▶ WHAT NEEDS TO BE DONE
Copy out, word for word, the lines from the very first one through the line that contains "[[241, 370]]", including both of those lines.

[Start DATASET ENTRIES]

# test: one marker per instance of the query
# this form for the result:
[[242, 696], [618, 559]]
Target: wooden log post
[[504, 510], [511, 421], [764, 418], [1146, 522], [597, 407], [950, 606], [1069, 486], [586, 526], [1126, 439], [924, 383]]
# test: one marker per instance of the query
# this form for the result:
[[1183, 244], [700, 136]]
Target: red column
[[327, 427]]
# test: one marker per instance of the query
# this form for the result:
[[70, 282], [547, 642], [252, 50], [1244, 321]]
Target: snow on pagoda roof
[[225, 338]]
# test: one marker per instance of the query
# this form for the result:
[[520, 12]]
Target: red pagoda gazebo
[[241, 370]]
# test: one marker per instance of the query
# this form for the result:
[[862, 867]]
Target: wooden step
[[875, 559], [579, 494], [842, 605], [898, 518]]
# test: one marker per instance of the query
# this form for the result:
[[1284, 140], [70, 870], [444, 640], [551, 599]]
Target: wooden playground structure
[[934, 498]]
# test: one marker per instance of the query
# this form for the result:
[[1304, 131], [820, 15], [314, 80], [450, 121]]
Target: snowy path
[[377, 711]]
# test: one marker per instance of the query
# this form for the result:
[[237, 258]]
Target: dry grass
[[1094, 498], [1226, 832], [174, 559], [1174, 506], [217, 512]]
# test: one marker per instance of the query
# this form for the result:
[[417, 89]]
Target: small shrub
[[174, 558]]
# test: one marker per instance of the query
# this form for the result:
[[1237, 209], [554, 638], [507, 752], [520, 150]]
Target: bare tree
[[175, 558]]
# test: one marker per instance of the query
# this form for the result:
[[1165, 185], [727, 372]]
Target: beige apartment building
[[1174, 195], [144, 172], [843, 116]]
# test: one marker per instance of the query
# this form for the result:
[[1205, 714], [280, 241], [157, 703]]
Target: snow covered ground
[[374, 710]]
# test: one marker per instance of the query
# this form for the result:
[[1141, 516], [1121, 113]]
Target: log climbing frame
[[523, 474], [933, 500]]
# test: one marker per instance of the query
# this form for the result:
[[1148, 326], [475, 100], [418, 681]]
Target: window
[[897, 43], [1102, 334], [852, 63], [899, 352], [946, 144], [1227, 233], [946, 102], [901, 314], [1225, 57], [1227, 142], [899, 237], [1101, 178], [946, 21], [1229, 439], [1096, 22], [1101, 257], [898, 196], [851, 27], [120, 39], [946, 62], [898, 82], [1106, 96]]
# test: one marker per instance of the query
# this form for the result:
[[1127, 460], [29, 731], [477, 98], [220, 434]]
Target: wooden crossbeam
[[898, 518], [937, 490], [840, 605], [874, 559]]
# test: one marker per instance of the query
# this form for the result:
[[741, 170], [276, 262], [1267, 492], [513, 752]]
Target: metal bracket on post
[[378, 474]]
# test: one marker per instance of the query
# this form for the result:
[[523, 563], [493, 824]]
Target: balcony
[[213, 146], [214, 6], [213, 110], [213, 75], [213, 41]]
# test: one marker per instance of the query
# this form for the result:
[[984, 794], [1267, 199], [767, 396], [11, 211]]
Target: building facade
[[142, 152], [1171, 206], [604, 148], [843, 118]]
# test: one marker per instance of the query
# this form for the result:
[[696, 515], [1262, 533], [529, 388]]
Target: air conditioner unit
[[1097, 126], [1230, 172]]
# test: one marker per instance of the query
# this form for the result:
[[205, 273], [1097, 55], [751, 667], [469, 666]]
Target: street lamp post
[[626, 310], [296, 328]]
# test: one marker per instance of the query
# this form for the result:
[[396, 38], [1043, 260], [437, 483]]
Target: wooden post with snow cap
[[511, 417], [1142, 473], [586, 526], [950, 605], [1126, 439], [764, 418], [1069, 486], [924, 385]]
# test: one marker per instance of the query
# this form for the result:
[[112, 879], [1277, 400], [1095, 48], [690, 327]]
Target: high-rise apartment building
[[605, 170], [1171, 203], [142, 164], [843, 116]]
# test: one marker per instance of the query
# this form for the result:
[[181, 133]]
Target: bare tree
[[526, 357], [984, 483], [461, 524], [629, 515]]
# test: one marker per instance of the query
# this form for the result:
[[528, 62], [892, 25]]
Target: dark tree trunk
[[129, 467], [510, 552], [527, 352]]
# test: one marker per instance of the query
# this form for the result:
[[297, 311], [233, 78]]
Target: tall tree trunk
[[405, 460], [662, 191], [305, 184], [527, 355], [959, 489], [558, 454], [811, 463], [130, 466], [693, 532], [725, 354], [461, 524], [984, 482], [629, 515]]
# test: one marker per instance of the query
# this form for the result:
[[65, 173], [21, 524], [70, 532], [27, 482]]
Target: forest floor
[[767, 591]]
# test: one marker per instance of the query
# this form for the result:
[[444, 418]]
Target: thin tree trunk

[End DATASET ENTRIES]

▶ SOLUTION FOR THIS PROBLEM
# test: one marker per instance of the query
# this form for the result:
[[242, 696], [618, 559]]
Target: wooden log post
[[504, 510], [511, 421], [764, 418], [1146, 522], [597, 407], [950, 606], [1069, 486], [586, 526], [1126, 439], [924, 383]]
# test: one marker per instance of the query
# this form for the result:
[[1183, 244], [700, 136]]
Target: red column
[[327, 427]]
# test: one marker per instance of the query
# this form for the result:
[[70, 282], [547, 642], [252, 50], [1244, 321]]
Target: snow on pagoda roof
[[225, 338]]
# test: one marker per instance of the query
# this form for the result:
[[520, 12]]
Target: red pagoda gazebo
[[241, 370]]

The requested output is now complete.